*ABOUT THIS TASK:* Search for the word "below" in the entries. Each line that holds it should be copied.

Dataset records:
:::

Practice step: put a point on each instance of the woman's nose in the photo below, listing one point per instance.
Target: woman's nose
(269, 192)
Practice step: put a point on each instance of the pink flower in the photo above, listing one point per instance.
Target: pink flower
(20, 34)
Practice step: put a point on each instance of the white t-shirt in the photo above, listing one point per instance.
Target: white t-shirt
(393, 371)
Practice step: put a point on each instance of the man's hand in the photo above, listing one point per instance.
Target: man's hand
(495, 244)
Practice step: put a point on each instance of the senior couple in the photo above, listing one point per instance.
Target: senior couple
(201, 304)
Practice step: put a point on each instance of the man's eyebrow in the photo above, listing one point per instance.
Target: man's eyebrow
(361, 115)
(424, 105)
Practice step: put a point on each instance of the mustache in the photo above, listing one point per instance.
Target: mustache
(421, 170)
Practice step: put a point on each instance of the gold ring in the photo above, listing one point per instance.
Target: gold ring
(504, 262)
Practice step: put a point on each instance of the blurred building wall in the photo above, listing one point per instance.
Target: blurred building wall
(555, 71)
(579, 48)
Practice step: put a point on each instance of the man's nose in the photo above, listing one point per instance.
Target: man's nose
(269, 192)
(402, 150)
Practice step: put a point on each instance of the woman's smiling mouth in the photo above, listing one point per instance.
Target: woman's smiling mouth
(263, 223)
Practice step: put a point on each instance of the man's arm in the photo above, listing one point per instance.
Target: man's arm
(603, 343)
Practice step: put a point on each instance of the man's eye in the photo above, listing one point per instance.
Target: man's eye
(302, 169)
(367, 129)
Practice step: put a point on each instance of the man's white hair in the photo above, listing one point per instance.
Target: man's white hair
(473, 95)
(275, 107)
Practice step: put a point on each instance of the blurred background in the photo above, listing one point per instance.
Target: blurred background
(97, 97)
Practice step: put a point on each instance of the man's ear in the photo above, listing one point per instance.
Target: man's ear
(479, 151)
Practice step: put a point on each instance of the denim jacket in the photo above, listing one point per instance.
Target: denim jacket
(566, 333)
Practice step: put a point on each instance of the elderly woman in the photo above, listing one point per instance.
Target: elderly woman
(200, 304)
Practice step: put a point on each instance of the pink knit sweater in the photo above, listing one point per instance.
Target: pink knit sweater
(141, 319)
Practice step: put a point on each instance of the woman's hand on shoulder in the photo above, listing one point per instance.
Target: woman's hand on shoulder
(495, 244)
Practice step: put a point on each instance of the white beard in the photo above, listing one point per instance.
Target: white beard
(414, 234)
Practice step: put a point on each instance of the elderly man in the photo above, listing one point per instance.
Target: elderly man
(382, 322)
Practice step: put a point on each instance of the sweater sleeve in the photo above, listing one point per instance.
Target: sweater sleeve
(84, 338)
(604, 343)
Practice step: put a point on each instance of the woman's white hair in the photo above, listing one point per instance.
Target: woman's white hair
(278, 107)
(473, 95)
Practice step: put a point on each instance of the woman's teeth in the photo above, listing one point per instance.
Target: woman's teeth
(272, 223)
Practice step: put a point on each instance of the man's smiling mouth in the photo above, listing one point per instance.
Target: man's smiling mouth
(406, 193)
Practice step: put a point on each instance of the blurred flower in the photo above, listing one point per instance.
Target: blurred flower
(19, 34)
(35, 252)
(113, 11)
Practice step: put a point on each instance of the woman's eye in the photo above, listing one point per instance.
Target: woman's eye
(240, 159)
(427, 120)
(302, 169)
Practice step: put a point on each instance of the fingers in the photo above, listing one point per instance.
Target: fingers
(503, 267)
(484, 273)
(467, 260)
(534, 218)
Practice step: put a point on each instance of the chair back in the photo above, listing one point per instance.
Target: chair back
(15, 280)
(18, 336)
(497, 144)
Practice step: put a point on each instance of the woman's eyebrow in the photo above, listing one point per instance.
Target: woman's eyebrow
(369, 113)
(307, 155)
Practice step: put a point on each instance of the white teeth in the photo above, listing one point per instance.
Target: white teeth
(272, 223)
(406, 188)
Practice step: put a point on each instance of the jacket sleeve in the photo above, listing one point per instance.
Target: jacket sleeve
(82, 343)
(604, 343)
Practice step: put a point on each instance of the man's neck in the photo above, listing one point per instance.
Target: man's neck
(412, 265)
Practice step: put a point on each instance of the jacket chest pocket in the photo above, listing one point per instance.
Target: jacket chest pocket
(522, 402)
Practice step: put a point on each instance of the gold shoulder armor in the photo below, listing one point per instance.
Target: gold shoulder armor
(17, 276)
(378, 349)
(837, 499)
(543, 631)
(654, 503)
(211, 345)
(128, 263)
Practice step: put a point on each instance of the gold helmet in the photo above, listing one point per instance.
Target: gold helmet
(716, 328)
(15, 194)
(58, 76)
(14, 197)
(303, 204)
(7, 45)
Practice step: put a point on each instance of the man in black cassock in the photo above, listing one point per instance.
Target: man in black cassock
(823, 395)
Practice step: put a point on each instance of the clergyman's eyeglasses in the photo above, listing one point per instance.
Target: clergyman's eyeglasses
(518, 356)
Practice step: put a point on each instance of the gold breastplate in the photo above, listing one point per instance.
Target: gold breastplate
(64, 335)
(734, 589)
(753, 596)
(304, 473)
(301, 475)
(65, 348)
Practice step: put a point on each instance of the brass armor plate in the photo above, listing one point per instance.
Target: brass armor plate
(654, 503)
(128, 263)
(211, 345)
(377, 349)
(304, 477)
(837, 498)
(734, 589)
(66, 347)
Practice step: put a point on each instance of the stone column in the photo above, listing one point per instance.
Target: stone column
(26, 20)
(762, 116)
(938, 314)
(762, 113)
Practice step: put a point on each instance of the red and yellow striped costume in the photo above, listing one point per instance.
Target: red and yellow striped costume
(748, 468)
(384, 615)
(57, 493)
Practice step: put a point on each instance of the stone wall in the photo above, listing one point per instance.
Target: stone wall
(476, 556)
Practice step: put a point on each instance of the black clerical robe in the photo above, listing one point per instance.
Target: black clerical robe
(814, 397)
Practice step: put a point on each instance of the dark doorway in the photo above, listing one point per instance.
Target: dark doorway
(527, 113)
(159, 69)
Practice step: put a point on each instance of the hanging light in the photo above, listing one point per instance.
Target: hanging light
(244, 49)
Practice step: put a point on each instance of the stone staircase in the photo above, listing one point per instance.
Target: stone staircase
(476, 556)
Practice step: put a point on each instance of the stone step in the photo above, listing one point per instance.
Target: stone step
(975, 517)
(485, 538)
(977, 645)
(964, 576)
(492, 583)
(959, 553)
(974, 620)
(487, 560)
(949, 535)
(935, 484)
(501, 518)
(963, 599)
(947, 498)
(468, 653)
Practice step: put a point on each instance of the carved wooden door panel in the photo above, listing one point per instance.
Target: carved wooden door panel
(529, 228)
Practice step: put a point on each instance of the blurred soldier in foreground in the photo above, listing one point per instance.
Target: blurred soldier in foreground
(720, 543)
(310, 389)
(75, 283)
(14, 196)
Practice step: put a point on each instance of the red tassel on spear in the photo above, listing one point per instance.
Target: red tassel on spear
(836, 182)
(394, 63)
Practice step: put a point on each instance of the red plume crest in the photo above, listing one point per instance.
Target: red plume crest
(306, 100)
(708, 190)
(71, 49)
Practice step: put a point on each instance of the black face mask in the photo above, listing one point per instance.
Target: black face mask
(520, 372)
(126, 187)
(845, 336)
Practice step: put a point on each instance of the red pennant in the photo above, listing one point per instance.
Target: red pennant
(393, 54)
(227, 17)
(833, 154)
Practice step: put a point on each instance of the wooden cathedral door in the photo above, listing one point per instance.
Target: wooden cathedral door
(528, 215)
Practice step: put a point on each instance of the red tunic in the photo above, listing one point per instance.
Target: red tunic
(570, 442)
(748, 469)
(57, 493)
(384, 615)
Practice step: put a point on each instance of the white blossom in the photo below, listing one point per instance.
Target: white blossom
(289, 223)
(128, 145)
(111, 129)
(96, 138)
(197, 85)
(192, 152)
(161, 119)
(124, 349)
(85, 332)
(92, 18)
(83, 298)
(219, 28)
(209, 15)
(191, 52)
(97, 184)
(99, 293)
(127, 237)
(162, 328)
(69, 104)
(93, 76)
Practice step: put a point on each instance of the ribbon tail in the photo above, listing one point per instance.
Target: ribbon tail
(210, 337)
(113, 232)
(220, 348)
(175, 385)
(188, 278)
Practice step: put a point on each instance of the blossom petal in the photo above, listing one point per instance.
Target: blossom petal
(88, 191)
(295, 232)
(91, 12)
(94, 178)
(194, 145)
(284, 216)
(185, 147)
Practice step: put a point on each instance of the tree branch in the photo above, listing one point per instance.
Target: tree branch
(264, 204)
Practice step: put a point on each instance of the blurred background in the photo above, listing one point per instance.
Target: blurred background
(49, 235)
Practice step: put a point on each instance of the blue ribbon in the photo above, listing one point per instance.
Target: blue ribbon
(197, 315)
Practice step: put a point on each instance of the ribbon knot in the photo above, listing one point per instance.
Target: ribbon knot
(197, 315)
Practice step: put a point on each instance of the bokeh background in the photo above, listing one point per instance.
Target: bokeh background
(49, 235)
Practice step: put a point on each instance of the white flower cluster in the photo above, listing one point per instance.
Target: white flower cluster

:::

*RESULT OF THE TASK:*
Practice step: put a point on each instance of the woman's nose in the photo below, listing one point per instance.
Practice step: put a point on each instance of the gold shoulder armor in the photo below, listing one point per instance.
Practice step: put a point on each instance of the white blossom in the photo below, listing one point per instance.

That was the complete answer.